#### Data to process:

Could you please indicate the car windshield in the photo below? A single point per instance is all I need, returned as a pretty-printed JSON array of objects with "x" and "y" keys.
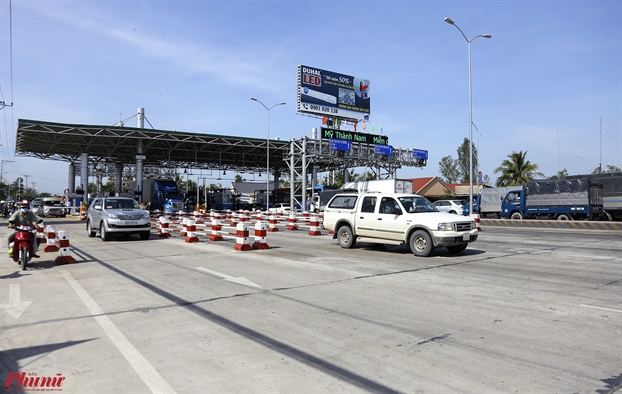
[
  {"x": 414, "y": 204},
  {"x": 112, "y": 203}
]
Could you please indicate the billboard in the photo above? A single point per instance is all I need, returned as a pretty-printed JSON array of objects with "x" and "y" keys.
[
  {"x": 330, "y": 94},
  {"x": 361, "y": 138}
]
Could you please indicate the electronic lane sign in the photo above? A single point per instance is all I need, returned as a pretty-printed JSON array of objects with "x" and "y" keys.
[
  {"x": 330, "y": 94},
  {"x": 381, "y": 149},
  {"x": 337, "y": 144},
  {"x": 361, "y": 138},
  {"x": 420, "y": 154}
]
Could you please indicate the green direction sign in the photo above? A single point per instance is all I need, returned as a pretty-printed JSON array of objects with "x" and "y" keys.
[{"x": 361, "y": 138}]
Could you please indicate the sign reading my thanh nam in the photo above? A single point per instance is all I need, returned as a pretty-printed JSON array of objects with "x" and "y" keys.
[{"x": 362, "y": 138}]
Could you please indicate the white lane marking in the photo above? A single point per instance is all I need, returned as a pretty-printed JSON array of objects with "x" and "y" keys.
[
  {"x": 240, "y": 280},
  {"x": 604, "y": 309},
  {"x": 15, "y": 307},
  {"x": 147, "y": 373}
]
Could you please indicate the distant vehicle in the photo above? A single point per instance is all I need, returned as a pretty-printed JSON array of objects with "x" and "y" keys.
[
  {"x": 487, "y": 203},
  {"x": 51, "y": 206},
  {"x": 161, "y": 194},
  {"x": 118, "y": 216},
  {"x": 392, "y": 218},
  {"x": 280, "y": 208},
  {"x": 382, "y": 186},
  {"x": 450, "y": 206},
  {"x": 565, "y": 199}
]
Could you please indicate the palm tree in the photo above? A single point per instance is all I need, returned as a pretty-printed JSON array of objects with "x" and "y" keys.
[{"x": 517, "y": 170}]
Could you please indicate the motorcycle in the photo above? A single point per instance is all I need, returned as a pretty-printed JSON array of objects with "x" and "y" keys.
==
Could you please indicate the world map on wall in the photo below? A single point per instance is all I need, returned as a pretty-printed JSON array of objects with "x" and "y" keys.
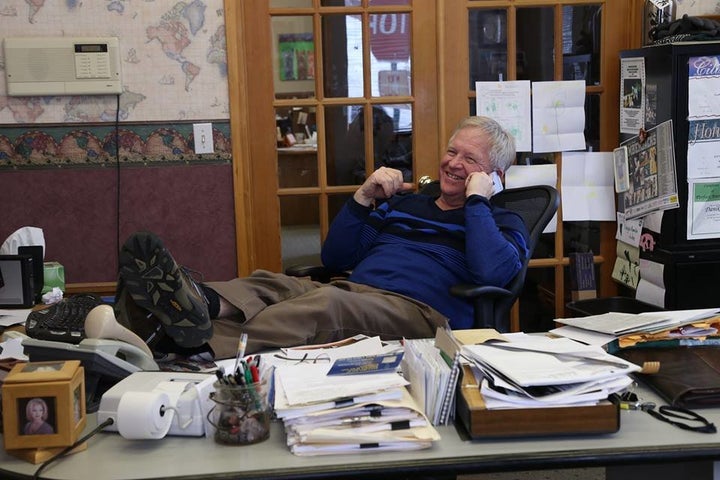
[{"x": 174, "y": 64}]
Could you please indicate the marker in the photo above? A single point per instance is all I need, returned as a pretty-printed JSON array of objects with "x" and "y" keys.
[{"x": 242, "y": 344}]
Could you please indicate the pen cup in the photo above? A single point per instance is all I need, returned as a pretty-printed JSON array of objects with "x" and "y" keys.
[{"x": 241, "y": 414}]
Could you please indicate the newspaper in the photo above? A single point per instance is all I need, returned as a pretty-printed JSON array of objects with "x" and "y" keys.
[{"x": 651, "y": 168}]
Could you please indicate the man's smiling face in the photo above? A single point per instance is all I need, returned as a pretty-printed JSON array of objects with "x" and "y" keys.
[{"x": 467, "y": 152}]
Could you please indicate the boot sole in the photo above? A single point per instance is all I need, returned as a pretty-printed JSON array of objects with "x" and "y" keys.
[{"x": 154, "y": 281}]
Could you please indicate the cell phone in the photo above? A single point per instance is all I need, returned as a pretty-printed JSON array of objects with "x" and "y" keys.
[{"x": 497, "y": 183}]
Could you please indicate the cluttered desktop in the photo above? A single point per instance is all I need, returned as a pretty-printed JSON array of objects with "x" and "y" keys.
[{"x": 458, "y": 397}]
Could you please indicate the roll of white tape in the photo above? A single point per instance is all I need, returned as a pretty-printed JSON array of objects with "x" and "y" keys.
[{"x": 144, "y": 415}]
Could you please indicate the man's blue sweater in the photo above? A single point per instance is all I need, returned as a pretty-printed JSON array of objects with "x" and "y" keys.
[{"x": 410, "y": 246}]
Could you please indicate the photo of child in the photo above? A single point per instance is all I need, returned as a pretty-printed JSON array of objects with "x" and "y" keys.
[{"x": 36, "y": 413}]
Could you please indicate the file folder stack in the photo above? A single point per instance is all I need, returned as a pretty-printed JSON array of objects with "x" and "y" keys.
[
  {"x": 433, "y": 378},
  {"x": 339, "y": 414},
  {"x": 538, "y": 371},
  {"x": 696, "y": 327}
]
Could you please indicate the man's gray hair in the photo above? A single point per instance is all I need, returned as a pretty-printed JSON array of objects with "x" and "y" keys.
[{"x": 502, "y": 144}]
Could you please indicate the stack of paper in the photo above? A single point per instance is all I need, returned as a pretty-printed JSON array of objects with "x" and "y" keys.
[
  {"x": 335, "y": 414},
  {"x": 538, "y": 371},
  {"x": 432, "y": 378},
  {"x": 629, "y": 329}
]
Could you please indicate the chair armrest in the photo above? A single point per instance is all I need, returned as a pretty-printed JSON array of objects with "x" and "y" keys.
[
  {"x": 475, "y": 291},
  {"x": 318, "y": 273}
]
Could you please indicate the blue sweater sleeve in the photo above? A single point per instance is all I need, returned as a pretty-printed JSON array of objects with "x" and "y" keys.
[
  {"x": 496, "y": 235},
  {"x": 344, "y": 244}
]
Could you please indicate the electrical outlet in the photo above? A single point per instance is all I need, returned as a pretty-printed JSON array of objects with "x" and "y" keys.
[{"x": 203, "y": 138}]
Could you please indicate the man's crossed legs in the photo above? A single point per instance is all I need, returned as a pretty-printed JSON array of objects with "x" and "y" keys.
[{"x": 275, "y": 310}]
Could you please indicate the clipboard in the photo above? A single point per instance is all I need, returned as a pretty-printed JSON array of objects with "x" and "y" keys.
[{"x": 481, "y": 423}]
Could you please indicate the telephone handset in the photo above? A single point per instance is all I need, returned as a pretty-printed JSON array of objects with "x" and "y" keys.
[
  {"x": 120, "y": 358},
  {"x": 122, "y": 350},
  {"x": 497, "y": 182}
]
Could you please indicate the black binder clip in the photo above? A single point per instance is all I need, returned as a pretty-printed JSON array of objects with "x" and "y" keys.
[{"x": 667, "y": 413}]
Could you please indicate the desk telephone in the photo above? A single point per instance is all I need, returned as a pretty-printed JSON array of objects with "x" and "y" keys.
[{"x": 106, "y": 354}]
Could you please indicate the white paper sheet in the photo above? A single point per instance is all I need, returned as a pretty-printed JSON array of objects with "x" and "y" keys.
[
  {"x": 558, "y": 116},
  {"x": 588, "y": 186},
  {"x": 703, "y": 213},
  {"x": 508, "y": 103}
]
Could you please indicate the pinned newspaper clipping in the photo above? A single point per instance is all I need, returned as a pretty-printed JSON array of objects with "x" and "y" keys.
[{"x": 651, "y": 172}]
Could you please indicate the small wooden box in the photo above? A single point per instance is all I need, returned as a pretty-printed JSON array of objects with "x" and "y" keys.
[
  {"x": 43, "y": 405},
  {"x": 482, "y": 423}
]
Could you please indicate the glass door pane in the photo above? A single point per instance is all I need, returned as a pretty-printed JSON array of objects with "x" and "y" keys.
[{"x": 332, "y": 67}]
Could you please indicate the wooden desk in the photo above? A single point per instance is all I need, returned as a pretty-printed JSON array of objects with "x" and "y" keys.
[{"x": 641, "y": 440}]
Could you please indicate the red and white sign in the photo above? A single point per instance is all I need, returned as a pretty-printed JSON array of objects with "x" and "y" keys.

#### Exercise requirements:
An exact copy is needed of the stretch above that opens with the line containing "Could you please indicate the car" and closes with the line containing "Could you please indicate the motorcycle"; the pictures are not part of it.

#### Solution below:
Could you please indicate the car windshield in the photo below? A single point per instance is all I need, returned as a pretty-printed JSON array of objects with "x" and "y" keys.
[
  {"x": 414, "y": 204},
  {"x": 112, "y": 203}
]
Could you please indicate the billboard in the photo above? A single point per instance is all I need, returned as a pretty-printed JSON array of objects with "x" and "y" keys.
[
  {"x": 330, "y": 94},
  {"x": 361, "y": 138}
]
Could you please indicate the electronic lane sign in the photo above? A single point per instance is all I need, returned as a pretty-printed JSON array of objects with "x" and "y" keys.
[
  {"x": 330, "y": 94},
  {"x": 381, "y": 149},
  {"x": 337, "y": 144},
  {"x": 361, "y": 138},
  {"x": 420, "y": 154}
]
Could you please indicate the green direction sign in the photo above? A single point per instance is all I need, returned as a pretty-printed JSON array of objects with "x" and "y" keys.
[{"x": 361, "y": 138}]
Could you please indicate the sign reading my thanh nam in the photo above? A single point per instance is all I need, returned as a pretty-printed JSON array of objects with "x" and "y" keys.
[{"x": 362, "y": 138}]
Could you please indicate the white lane marking in the photo above? A single point per instance is all I need, returned as a pretty-printed JSON array of objects with "x" and "y" keys.
[
  {"x": 240, "y": 280},
  {"x": 604, "y": 309},
  {"x": 15, "y": 307},
  {"x": 147, "y": 373}
]
Could you please indicate the distant vehicle in the photo above? A single point per instance is all I need, returned as a pretty-printed JSON array of objects with "x" and "y" keys.
[
  {"x": 487, "y": 203},
  {"x": 51, "y": 206},
  {"x": 161, "y": 194},
  {"x": 118, "y": 216},
  {"x": 392, "y": 218},
  {"x": 280, "y": 208},
  {"x": 382, "y": 186},
  {"x": 450, "y": 206},
  {"x": 565, "y": 199}
]
Could you please indicate the palm tree in the photo above? A single point per instance is all I need, returned as a pretty-printed JSON array of objects with "x" and "y" keys.
[{"x": 517, "y": 170}]
Could you please indicate the motorcycle in the photo above? A single point per instance is all I need, returned as a pretty-printed JSON array of objects with "x" and "y" keys.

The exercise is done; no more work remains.